== Exercise inputs ==

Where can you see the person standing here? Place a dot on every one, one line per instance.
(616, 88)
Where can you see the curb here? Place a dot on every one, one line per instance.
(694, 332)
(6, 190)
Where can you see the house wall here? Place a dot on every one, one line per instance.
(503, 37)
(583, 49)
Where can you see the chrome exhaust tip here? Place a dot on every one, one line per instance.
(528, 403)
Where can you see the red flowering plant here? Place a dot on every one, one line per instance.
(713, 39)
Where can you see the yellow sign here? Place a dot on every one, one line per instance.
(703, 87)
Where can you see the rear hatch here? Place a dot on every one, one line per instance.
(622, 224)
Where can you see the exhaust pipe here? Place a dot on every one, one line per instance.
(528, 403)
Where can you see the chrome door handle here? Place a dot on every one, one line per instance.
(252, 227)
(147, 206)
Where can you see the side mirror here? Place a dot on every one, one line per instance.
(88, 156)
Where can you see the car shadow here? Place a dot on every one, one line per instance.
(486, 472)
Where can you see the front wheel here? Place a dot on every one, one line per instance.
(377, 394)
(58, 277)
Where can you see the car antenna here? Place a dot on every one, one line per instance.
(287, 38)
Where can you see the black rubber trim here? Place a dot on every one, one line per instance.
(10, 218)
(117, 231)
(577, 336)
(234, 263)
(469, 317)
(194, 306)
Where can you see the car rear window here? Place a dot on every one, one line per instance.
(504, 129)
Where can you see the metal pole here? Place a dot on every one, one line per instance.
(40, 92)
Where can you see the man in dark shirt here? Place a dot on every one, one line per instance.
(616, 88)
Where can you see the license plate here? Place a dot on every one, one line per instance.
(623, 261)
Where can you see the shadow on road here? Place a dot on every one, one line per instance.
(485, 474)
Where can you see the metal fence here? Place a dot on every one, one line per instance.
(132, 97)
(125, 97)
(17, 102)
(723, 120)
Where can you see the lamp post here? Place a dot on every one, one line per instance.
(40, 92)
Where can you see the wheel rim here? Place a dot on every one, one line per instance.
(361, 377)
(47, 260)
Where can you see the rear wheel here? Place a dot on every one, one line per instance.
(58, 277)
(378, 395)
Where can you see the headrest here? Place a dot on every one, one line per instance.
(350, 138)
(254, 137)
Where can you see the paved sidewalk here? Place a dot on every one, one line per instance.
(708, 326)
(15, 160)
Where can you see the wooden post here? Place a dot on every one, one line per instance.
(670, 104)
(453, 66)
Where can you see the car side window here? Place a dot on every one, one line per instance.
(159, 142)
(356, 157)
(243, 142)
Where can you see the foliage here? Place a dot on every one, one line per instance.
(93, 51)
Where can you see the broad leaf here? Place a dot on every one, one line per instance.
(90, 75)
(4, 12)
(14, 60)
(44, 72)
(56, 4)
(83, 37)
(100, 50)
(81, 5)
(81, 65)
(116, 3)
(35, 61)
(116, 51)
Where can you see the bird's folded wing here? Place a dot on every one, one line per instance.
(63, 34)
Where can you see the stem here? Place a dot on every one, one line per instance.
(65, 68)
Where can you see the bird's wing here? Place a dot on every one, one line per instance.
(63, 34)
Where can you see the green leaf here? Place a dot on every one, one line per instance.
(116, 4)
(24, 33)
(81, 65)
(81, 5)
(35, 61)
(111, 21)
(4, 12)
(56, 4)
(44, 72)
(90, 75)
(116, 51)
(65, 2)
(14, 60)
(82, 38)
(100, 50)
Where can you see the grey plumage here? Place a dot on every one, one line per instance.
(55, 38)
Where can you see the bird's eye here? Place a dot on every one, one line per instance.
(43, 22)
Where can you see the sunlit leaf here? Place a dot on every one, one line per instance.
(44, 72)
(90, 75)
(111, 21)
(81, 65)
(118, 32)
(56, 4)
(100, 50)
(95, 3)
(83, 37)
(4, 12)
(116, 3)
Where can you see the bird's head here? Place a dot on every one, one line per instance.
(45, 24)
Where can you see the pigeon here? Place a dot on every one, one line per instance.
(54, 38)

===

■ Aim of the task ■
Each line of the records should be transcribed without change.

■ Exercise solution ■
Where can you see the person standing here? Place a dot on every one, one line per instance.
(616, 88)
Where can you see the curb here? Place a dot on every one, one line per instance.
(694, 332)
(6, 190)
Where can you see the house wall here? Place a dot on every one, one line per instance.
(503, 37)
(583, 49)
Where can you see the chrome exhaust tip here? Place a dot on every one, one line per instance.
(528, 403)
Where can you see the red flowering plant here? Place a dot on every one, one line per instance.
(713, 39)
Where can you see the yellow sign here? Place a dot on every one, one line per instance.
(703, 87)
Where can you see the rear hatch here? Place a dot on every one, one line per instance.
(622, 224)
Where can you see the exhaust pipe here? Place a dot on every one, one line per instance.
(528, 403)
Where can you see the chrome door handle here? Place a dot on every one, one line per instance.
(252, 227)
(147, 206)
Where can you see the side mirror here? Place a dot on every one, one line per instance.
(88, 156)
Where can you see the car shadow here? Place a dot on every one, one line per instance.
(486, 472)
Where can you see the front wheel here? Place a dot on every one, one line per instance.
(377, 394)
(58, 277)
Where can you see the car antenna here? Place a dot on every one, one line per instance.
(287, 38)
Where can you see the black rubber trim here? Place a dot on every one, one line per instance.
(10, 218)
(117, 231)
(577, 336)
(234, 263)
(469, 317)
(194, 306)
Where can you see the car rear window here? Place a dot on every one, one line per instance.
(504, 129)
Where can you see the metal pole here? Place a dot on every one, one line per instance.
(40, 92)
Where can you see the man in dark shirt here? Place a dot on every one, one line per instance.
(616, 88)
Where can you see the license plate here? Place a dot on every one, one line per instance.
(623, 261)
Where can you see the shadow on road here? Place a dot on every one, one line per instance.
(485, 474)
Where can you see the metal fence here? Place a dot on every one, one line per instance.
(132, 97)
(125, 97)
(17, 102)
(723, 120)
Where can you see the lamp post here? Place a dot on every one, one line per instance.
(40, 92)
Where can you see the wheel rim here? Place a dot on every one, one line per instance.
(361, 377)
(47, 260)
Where can you see the rear wheel here? Place a dot on every one, one line per instance.
(58, 277)
(378, 395)
Where can you see the headrest here? Place a dot on every one, one line per instance.
(350, 138)
(254, 137)
Where can you see the paved sidewalk here? Place a dot on every one, one line per instance.
(708, 326)
(15, 160)
Where can you see the wooden post here? Place a dot on every one, one line per instance.
(670, 104)
(453, 66)
Where can you see the car side window here? Place a dot on every one, one line per instance.
(159, 142)
(356, 157)
(243, 142)
Where can you see the foliage here? Place a dot on every one, one line per instance.
(93, 51)
Where can you see the broad leaf here? Place a dot on every one, one line per instance.
(90, 75)
(4, 12)
(14, 60)
(44, 72)
(56, 4)
(83, 37)
(100, 50)
(81, 5)
(81, 65)
(116, 3)
(35, 61)
(116, 51)
Where can you see the bird's folded wing here? Place a dot on every one, one line per instance.
(63, 34)
Where can you see the stem here? Place a dot on every one, one line per instance.
(65, 68)
Where can you see the bird's wing here? Place a dot on every one, one line per instance.
(63, 34)
Where can you see the green leaf here? Place a dot on every one, one line per instance.
(116, 4)
(24, 33)
(81, 65)
(81, 5)
(35, 61)
(111, 21)
(4, 12)
(56, 4)
(44, 72)
(90, 75)
(116, 51)
(65, 2)
(14, 60)
(82, 38)
(100, 50)
Where can you see the grey plumage here? Place a dot on every one, one line per instance.
(55, 38)
Where can you see the bird's eye here? Place a dot on every one, one line per instance.
(43, 22)
Where can you see the sunlit leaf here? Place a dot on every one, one line per instance.
(44, 72)
(90, 75)
(111, 21)
(81, 65)
(118, 32)
(56, 4)
(100, 50)
(95, 3)
(83, 37)
(4, 12)
(116, 3)
Where can you see the bird's head here? Place a dot on every one, one line per instance.
(45, 24)
Where can you see the pigeon here? Place a dot on every one, one line per instance.
(54, 38)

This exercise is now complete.